Problems →
a - Decide whether each statement agrees with the divorce forum thread below, answering yes or no and quoting the words of the thread that settle it: (i) the first poster has been married for almost ten years; (ii) the first poster lives in Texas; (iii) the person who replies says he served in the Army.
b - From the divorce forum thread below, list every reason the first poster names, in the sentence that mentions 50/50 joint custody, for wanting more than that arrangement.
c - Write the next part of the divorce forum thread below, picking up after its final sentence.

# How do I express myself?



## emptyinside882 (Jul 7, 2012)

I filed for divorce from my wife at the end of Aug, this year. We have two children together, 4 total. We have been married almost 10 yrs. She has had multiple PAs and EAs. 

I am having a very difficult time expressing myself to our counselor back home (I skype with our counselor because im currently deployed), my STBXW, and others I talk to. Bottom line is I do not trust her. I feel as if she has no idea the brevity of the emotional distress she has put the kids through (and me too). She has not made amends and has not finished "rehab" at all yet. She only does enough to pacify then goes back to her old ways. 
(when I say expressing I mean I am having a hard time explaining to people that the children has gone thru so much because of my W's self-centered and selfishness)

I try to tell people because of my lack of trust with her, uncertainty of her moral character, shes a bad risk, etc I want more than 50/50 joint custody of our kids (and child support from her). Im pretty sure im not crazy thinking this way. I suppose my question is, how can I better express my concerns that can be better aligned in legal terms? Because ultimately we will fall back on the legality of the situation if mediation fails. BTW, i live in the state of FL.


----------



## Nsweet (Mar 3, 2012)

So she's looking for you to be her parent? Yeah, she's not going to mature and accept responsibility unless she loses EVERYTHING. Even then she'll probably try to make false allegations in court to get more than her fair share. 

Check out shrink4men.com That website has helped me out tons when it came to dealing with my crazy ex wife. Also be prepared to backup any claims with documented proof. If you can make your case pointing out how she's still using and is a bad influence for the children you should be more likely to gain custody if not have her visit them supervised. 

And if you have a hard time explaining then do your best to sum it up. You're divorcing an addict who poses a risk to your children's safety. Even having strange men around her while she's been drinking/under the influence of other drugs will be enough to upset any judge. And being in the armed forces (Navy vet myself) will look good for your character. Good luck buddy, stay strong, and practice up on containing your emotions in court if you have to go from mediation to court.

Data entries →

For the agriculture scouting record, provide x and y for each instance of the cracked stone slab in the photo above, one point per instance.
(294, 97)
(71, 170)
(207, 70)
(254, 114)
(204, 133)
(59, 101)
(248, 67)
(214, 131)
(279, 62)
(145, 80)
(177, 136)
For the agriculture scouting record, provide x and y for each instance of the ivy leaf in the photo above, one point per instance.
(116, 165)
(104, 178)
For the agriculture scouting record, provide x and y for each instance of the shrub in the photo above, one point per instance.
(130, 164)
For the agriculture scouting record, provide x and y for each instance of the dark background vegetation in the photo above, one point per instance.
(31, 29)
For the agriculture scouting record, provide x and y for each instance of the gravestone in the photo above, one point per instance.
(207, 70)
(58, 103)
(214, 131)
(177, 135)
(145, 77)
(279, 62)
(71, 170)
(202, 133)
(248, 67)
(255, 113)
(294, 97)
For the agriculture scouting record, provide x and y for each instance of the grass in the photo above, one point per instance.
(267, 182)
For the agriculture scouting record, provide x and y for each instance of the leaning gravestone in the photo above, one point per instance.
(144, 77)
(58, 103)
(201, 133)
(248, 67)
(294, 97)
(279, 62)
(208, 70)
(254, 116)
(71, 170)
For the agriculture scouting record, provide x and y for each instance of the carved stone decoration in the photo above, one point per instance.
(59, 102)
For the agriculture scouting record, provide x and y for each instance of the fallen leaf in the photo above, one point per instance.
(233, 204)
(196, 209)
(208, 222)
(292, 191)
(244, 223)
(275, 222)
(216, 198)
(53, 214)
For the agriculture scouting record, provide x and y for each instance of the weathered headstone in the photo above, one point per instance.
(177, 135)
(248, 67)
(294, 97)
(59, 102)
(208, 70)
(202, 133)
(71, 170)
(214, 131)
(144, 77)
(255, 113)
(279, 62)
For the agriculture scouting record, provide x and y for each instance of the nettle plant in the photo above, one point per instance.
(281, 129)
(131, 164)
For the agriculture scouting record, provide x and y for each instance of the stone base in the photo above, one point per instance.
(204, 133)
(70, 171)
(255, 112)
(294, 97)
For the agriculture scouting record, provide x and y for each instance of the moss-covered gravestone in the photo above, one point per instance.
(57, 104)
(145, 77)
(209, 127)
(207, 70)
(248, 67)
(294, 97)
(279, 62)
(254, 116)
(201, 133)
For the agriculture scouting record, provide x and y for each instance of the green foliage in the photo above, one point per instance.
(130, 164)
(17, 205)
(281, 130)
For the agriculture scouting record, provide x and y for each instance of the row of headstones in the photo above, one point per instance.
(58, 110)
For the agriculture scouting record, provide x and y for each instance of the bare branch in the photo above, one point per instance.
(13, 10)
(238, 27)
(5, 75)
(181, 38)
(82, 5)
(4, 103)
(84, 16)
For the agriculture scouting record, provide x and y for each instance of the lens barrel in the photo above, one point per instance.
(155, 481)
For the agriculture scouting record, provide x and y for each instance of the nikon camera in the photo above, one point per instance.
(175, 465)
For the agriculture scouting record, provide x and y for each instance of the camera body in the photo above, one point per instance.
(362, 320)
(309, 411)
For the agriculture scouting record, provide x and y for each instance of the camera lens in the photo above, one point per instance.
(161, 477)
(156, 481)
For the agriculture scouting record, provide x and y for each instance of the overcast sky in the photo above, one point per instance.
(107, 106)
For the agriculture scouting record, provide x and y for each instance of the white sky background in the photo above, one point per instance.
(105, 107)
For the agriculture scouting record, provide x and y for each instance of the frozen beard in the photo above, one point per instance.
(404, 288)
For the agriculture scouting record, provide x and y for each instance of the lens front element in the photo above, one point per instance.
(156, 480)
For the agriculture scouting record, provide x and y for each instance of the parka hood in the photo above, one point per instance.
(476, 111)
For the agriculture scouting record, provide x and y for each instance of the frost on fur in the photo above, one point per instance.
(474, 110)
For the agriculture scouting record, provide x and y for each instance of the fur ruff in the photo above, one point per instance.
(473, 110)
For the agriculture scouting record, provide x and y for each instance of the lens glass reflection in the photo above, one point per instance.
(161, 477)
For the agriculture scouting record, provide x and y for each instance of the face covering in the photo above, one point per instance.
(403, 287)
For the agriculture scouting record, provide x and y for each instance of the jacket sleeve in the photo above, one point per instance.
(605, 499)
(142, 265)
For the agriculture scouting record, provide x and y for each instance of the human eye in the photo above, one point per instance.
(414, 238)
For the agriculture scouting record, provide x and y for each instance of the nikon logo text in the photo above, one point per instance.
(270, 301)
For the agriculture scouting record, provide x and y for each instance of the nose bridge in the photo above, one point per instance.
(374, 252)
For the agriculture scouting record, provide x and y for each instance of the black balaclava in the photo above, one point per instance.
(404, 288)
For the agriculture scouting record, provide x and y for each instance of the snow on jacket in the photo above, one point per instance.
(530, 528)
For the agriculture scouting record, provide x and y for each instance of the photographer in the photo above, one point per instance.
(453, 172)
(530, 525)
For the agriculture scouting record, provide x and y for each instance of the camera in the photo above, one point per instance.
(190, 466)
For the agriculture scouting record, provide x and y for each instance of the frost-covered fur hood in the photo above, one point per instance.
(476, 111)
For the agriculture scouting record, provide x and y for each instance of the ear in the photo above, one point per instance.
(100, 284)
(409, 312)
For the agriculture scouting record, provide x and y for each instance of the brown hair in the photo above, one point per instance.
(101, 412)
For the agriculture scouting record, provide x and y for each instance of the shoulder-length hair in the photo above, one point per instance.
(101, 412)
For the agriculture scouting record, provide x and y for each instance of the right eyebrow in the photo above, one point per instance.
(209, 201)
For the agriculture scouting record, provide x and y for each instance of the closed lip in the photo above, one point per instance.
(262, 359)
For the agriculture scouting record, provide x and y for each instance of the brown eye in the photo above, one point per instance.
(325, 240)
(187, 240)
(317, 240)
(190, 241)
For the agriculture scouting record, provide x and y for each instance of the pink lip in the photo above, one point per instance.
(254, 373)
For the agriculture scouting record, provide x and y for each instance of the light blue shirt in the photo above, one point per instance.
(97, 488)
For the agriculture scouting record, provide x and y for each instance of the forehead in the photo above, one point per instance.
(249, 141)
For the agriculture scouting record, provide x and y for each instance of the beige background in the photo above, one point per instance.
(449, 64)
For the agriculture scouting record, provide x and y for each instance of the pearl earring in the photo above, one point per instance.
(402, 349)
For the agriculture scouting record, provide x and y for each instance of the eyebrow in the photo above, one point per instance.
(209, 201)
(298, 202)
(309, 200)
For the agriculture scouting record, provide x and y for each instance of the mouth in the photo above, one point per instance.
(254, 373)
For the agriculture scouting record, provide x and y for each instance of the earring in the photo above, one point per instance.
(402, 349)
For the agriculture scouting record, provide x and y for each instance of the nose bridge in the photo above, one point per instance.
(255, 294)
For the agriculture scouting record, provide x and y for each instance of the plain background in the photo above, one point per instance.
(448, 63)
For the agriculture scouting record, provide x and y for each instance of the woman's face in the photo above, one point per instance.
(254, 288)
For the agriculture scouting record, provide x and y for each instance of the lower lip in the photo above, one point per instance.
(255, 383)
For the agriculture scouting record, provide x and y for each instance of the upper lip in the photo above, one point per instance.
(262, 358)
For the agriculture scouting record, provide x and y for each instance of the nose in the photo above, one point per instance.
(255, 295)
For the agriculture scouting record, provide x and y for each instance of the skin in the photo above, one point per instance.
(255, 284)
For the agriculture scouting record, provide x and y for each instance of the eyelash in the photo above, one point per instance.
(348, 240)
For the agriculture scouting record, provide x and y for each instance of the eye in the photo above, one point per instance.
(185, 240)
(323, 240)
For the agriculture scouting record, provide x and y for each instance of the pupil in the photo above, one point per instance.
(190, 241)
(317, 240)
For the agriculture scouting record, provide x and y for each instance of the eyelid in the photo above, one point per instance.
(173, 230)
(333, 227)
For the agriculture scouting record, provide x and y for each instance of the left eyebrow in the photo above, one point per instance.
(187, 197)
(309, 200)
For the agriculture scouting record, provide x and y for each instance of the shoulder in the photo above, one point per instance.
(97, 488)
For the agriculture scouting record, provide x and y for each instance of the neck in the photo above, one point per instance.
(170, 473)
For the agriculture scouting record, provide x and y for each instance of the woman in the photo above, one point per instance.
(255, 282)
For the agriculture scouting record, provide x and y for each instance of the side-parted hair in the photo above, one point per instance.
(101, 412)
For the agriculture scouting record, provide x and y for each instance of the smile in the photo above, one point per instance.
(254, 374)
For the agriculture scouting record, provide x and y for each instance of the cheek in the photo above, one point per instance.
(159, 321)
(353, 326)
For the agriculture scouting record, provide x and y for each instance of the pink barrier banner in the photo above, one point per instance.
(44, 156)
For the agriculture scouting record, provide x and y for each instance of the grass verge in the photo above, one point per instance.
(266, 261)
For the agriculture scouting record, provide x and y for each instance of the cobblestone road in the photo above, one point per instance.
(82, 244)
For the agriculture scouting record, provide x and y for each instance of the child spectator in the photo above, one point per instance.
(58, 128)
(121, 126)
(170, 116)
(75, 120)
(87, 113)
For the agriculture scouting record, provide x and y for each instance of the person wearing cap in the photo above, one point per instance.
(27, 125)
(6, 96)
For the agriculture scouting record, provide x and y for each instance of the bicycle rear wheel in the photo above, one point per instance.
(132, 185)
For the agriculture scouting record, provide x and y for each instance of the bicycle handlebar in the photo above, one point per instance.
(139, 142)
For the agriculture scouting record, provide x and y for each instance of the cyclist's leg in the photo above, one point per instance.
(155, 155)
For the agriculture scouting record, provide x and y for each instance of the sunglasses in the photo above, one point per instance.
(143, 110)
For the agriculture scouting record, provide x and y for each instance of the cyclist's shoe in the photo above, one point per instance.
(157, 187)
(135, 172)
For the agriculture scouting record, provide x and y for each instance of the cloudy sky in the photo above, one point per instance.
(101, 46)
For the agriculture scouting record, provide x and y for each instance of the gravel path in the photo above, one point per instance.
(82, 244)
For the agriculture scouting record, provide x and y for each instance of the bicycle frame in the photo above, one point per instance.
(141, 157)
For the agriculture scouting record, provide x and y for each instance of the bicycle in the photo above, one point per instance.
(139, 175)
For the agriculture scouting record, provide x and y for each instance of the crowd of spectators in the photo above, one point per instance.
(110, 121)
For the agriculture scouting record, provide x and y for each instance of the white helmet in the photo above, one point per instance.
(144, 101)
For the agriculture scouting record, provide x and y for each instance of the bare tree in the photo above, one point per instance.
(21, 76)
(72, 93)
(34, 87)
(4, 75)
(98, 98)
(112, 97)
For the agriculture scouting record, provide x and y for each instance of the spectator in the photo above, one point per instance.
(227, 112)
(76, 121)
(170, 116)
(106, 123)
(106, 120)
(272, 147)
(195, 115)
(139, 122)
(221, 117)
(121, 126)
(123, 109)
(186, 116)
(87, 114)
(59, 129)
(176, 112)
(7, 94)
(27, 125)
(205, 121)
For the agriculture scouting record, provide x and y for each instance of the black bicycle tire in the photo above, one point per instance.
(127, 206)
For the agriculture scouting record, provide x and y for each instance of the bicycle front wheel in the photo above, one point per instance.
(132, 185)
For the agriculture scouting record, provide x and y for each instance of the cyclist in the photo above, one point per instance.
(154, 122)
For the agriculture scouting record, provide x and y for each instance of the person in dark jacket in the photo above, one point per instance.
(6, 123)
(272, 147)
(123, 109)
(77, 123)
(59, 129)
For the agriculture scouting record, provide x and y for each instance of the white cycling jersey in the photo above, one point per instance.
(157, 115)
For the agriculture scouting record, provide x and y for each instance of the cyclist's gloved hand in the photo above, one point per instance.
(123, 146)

Answers to each task →
a -
(i) Yes: "We have been married almost 10 yrs."
(ii) No: "i live in the state of FL."
(iii) No: "Navy vet myself"

b -
- lack of trust with her
- uncertainty of her moral character
- shes a bad risk

c -
----------



## emptyinside882 (Jul 7, 2012)

Nsweet said:


> So she's looking for you to be her parent? Yeah, she's not going to mature and accept responsibility unless she loses EVERYTHING. Even then she'll probably try to make false allegations in court to get more than her fair share.
> 
> Check out shrink4men.com That website has helped me out tons when it came to dealing with my crazy ex wife. Also be prepared to backup any claims with documented proof. If you can make your case pointing out how she's still using and is a bad influence for the children you should be more likely to gain custody if not have her visit them supervised.
> 
> And if you have a hard time explaining then do your best to sum it up. You're divorcing an addict who poses a risk to your children's safety. Even having strange men around her while she's been drinking/under the influence of other drugs will be enough to upset any judge. And being in the armed forces (Navy vet myself) will look good for your character. Good luck buddy, stay strong, and practice up on containing your emotions in court if you have to go from mediation to court.


Thank you for your response. She is in sales, has been for many years. She is VERY good at making people believe what she wants them to. I feel she is very manipulative to others and myself. Sometimes I do not know what to believe. 

Right now I am waiting on her attorney's initial written rebuttal to my divorce filing.


----------



## SlowlyGettingWiser (Apr 7, 2012)

YOU only have to explain it clearly to your attorney. S/he will explain to the judge YOUR fears for your children's mental and emotional well-being.


> I try to tell people because of my lack of trust with her, uncertainty of her moral character, shes a bad risk, etc I want more than 50/50 joint custody of our kids


Tell YOUR ATTORNEY that you want the judge to understand:

I don't trust my wife to look out for our children's best interests.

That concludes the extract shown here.